:: REQUIRED ACTION ::
Filter the entries down to the lines holding "below", then copy those lines.

:: DATA FOR THE TASK ::

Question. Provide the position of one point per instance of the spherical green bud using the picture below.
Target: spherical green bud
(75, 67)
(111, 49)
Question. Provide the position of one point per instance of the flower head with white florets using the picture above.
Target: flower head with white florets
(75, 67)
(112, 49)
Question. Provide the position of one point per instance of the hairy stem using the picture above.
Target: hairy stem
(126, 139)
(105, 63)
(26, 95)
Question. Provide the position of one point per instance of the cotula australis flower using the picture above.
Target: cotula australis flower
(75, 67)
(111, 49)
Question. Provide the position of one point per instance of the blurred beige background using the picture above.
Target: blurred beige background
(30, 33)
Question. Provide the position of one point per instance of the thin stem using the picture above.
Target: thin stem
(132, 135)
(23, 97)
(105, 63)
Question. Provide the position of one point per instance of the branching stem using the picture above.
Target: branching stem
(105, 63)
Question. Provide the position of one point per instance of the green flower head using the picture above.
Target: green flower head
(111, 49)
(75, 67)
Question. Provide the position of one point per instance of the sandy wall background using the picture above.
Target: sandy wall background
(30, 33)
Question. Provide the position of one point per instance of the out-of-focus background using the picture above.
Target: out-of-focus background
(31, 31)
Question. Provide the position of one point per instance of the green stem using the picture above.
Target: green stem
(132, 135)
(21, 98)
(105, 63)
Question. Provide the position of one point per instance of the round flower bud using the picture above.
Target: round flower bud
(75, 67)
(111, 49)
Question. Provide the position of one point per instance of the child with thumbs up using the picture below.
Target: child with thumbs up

:: REPLY ::
Question. Provide the position of one point per instance of the spherical green bud using the picture below.
Question. Provide the position of one point per instance of the child with thumbs up using the picture below.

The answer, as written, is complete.